Consigne 1 ::
Pour chacune des affirmations (a), (b) et (c), indiquez par oui ou par non si elle concorde avec l'extrait sur la filiation avec Jacques Copeau, et citez à l'identique les mots de l'extrait qui tranchent.
(a) L'idée d'une renaissance du théâtre est apparue dans les années 1930.
(b) La première saison du Théâtre du Vieux Colombier présenta des mises en scène de pièces classiques et contemporaines.
(c) Un Essai de rénovation fut publié après la première saison du Théâtre du Vieux Colombier.
Consigne 2 ::
Répondez brièvement aux questions suivantes à partir de l'extrait sur la filiation avec Jacques Copeau.
(a) Autour de qui le premier groupe de la Nouvelle Revue Française était-il réuni ?
(b) En quelle année Un Essai de rénovation fut-il publié ?
(c) Quel nom l'extrait donne-t-il au nouveau genre dramatique envisagé dès le départ ?

Texte extrait ::
────────────────────
La filiation avec Jacques Copeau

L'idée qu'une renaissance du théâtre serait tout aussi incontournable que celle de la littérature avait émergé dès les années 1910 dans le premier groupe de la Nouvelle Revue Française, réuni autour d'André Gide, le "contemporain capital" : Jean Schlumberger en témoigna parmi les premiers. Cette renaissance se voulait entière, elle n'envisageait pas seulement d'autres lieux et d'autres spectacles pour un nouveau public, elle avait, dès le départ, la vision d'un nouveau genre dramatique, celui de la Comédie de notre temps.

Si Un Essai de rénovation de 1913, publié avant la première saison du Théâtre du Vieux Colombier, rive gauche, sonna comme un clairon contre le théâtre de boulevard, le vedettariat de l'acteur, la pauvreté de l'écriture dramatique, il fut le manifeste encore abstrait de cette renaissance théâtrale - une sorte de contrat non encore rempli envers l'avenir. Et la première saison du Théâtre du Vieux Colombier présenta des mises en scène de pièces écrites, classiques et contemporaines. Les réflexions du groupe que Roger Martin du Gard avait rejoint ne s'arrêtèrent pour autant pas là. La vision d'un spectacle à la fois élaboré et rapidement modifiable ne les quitta point, et elle se concrétisa au fur et à mesure que le travail théâtral se précisa à travers le jeu scénique d'un Jouvet ou d'un Charles Dullin.
────────────────────
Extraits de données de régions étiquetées
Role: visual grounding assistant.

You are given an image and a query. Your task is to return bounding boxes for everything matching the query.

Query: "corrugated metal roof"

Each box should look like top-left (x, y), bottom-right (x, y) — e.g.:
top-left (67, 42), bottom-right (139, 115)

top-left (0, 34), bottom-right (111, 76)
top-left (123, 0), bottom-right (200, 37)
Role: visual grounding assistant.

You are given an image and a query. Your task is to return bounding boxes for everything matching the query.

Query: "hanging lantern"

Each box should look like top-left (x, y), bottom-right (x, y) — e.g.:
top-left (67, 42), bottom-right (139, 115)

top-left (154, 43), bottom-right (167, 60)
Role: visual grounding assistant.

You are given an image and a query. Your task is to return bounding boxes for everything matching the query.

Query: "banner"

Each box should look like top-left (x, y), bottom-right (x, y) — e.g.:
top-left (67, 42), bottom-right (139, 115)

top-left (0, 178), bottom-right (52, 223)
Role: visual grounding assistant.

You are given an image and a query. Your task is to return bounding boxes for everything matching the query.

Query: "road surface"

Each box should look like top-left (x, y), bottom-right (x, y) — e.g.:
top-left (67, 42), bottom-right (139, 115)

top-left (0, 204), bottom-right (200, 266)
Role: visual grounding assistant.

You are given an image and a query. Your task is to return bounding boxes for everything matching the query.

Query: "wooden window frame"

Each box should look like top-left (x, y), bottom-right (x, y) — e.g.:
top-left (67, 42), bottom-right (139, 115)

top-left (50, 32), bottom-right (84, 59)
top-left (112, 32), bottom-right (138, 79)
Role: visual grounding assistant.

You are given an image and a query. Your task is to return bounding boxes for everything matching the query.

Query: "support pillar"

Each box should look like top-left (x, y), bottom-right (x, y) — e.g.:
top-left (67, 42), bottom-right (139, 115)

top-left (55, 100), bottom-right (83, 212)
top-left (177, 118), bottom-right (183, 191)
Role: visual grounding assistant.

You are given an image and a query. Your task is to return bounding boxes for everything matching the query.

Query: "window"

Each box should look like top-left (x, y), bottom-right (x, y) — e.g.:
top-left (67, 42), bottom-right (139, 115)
────────────────────
Résultat attendu 1 ::
(a) Non : « avait émergé dès les années 1910 »
(b) Oui : « présenta des mises en scène de pièces écrites, classiques et contemporaines »
(c) Non : « publié avant la première saison du Théâtre du Vieux Colombier »

Résultat attendu 2 ::
(a) André Gide
(b) 1913
(c) La Comédie de notre temps